■ WHAT IS NEEDED: Your job with the data below is to output exactly the lines from the one holding "gray jacket, shaped like this sample" down to the one holding "computer, shaped like this sample", both included, and no others.

■ GIVEN ENTRIES:
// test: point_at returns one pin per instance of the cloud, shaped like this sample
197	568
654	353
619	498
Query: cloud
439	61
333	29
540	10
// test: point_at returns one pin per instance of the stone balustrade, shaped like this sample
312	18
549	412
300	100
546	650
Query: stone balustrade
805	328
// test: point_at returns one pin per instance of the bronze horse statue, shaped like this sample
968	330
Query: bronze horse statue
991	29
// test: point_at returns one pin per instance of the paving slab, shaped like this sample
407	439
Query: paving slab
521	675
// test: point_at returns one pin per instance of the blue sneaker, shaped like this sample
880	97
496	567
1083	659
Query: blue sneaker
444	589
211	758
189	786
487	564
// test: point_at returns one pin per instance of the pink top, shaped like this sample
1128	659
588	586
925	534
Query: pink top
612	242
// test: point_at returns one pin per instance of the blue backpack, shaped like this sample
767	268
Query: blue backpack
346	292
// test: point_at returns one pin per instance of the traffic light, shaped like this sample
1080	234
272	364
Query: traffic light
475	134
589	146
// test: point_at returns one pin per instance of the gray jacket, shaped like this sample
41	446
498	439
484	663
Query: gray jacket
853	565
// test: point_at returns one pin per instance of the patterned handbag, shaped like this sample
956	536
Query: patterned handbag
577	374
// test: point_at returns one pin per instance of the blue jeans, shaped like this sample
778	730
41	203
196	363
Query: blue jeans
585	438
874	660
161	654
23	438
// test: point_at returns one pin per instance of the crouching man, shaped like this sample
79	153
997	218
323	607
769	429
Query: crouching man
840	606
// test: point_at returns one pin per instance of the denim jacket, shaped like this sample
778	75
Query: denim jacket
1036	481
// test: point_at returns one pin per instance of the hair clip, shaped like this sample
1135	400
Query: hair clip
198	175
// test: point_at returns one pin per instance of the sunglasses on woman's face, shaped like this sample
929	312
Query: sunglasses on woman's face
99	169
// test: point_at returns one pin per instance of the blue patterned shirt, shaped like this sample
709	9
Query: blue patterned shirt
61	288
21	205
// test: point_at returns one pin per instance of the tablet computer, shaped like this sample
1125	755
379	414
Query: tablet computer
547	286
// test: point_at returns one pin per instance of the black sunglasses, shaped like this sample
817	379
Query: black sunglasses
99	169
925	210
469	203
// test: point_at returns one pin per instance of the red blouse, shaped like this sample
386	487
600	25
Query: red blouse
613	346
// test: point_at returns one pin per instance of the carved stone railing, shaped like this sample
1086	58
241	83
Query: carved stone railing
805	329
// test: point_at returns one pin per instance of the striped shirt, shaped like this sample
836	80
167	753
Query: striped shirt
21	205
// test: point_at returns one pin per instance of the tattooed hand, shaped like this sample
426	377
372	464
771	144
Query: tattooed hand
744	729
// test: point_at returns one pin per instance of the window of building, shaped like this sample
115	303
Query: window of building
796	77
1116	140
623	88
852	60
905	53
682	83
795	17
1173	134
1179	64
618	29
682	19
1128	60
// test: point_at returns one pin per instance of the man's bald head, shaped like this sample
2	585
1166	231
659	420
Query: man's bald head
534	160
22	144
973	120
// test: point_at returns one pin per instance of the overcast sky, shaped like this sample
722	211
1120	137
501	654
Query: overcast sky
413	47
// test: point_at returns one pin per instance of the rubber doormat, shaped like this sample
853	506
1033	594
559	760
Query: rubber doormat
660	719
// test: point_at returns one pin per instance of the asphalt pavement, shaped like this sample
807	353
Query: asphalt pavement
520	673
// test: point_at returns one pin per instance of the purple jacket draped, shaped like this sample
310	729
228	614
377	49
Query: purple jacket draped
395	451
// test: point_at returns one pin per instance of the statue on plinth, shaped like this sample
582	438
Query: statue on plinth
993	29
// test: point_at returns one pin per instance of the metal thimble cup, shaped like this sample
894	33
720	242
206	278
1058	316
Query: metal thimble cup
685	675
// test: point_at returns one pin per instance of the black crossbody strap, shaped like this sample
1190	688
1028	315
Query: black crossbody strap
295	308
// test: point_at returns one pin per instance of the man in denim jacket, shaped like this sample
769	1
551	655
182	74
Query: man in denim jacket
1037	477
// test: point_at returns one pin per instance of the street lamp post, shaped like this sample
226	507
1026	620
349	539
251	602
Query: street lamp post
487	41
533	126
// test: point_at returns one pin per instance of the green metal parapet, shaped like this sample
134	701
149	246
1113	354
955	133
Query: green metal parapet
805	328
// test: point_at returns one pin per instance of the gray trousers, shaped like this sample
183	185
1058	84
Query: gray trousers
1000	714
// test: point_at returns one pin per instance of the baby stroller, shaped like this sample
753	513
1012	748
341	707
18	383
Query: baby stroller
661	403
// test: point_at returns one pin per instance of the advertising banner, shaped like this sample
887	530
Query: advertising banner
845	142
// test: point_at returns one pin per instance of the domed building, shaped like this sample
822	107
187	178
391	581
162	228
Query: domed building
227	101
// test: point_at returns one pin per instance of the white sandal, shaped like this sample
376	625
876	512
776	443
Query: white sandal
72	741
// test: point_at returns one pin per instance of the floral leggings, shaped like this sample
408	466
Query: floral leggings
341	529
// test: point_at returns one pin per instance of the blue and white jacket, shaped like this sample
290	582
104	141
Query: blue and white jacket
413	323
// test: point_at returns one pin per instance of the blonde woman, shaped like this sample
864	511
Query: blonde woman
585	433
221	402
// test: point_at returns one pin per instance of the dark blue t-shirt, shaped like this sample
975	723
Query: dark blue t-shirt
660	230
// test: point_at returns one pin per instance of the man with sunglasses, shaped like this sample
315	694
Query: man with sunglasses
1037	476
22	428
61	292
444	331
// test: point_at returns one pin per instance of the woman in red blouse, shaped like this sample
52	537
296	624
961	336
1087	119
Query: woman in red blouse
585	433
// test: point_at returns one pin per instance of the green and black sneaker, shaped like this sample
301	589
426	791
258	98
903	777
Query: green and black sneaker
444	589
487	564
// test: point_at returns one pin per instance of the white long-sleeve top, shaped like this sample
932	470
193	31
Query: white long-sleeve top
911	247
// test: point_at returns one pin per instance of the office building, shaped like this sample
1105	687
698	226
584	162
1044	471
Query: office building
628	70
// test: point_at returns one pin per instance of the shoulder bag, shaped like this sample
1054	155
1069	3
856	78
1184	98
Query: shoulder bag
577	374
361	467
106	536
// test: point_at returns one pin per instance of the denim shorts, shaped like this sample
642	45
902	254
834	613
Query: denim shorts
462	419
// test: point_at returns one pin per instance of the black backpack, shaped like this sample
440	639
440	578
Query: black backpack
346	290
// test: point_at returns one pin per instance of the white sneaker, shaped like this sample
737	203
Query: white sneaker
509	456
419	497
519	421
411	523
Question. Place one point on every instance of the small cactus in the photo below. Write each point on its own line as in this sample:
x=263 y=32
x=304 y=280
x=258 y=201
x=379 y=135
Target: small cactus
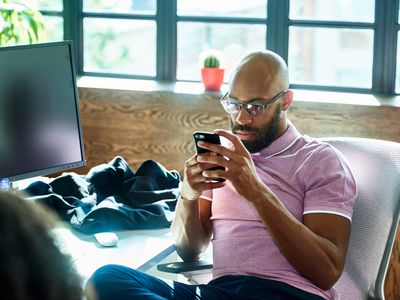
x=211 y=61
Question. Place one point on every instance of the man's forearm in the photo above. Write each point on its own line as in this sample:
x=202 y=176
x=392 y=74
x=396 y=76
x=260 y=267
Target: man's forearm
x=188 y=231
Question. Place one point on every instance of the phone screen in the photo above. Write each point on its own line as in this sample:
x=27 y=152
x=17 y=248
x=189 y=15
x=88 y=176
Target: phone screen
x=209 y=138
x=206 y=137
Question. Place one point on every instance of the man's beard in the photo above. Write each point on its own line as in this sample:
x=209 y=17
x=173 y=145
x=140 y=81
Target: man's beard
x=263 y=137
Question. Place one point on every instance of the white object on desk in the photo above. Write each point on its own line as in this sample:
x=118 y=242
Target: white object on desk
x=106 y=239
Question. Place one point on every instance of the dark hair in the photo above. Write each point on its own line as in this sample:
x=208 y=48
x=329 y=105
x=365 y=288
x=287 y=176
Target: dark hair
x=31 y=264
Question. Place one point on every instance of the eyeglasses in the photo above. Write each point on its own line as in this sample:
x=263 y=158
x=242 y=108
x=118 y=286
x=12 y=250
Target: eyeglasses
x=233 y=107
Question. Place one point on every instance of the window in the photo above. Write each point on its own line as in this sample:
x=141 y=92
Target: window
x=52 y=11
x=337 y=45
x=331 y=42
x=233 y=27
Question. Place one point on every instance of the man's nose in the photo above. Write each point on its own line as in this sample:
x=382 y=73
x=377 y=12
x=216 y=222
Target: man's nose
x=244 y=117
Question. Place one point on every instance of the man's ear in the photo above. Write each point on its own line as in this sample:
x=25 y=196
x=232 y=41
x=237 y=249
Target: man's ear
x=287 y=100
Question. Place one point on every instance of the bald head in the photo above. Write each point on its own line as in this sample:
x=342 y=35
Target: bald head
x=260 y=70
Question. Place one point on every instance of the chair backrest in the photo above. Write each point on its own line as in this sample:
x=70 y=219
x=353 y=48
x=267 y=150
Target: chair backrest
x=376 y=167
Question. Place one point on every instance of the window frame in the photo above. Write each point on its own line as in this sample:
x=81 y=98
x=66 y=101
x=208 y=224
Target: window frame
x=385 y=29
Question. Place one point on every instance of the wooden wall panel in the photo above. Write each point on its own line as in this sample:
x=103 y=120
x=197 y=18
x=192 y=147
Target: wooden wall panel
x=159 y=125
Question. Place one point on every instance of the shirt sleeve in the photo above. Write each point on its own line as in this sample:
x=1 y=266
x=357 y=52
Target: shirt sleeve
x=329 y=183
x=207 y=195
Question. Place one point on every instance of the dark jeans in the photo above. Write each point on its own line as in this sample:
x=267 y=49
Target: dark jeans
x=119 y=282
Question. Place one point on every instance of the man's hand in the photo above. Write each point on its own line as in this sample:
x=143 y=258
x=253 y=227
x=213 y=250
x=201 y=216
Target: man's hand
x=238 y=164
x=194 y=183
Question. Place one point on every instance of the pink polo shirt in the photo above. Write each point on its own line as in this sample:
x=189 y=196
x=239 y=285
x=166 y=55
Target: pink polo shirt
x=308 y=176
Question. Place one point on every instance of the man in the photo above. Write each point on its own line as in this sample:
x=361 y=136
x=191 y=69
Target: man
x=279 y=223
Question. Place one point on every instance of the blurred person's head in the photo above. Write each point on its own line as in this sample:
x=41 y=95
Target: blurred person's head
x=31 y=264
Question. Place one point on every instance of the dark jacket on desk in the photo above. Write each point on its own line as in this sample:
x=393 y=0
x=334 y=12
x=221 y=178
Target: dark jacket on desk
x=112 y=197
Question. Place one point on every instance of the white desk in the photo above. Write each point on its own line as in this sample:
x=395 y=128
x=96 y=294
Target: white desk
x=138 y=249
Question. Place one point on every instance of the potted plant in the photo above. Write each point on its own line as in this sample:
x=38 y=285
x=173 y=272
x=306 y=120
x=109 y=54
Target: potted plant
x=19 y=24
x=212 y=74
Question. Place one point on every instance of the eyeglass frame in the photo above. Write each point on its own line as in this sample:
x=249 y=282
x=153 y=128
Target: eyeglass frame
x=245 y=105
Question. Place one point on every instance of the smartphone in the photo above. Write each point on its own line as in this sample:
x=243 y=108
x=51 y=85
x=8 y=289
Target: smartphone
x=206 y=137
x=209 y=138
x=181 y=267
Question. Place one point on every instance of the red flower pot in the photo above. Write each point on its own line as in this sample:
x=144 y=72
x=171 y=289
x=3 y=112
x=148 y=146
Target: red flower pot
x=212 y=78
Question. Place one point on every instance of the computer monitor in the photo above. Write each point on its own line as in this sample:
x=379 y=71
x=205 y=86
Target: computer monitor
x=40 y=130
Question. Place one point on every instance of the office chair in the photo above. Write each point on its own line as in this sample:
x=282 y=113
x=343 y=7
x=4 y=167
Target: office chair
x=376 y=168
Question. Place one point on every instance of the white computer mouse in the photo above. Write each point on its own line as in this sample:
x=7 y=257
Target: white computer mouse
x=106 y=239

■ ANSWER FOR THIS EXERCISE:
// test: point_at returns one pin per instance of the gray jacket, shaped like this sample
41	446
498	439
484	663
Query: gray jacket
853	565
// test: point_at returns one pin per instance of the patterned handbag, shaped like this sample
956	536
Query: patterned handbag
577	374
// test: point_at returns one pin per instance of the blue jeans, shaped like this sample
778	730
41	203
196	363
Query: blue jeans
585	438
874	660
161	654
23	438
// test: point_at returns one pin per instance of the crouching man, shaped like this sample
79	153
997	218
323	607
769	429
Query: crouching man
840	606
// test: point_at returns one pin per instance of the denim jacket, shaped like this sample
778	75
Query: denim jacket
1036	481
// test: point_at returns one pin per instance of the hair clip, shaped like this sample
1135	400
Query: hair clip
198	175
// test: point_at returns one pin per instance of the sunglasses on woman's face, shaped like this sample
929	312
Query: sunglasses on woman's face
99	169
// test: point_at returns one pin per instance of the blue patterned shirt, shaped like this sample
709	9
Query: blue patterned shirt
61	288
21	205
// test: point_at returns one pin per instance of the tablet computer, shaped like this sample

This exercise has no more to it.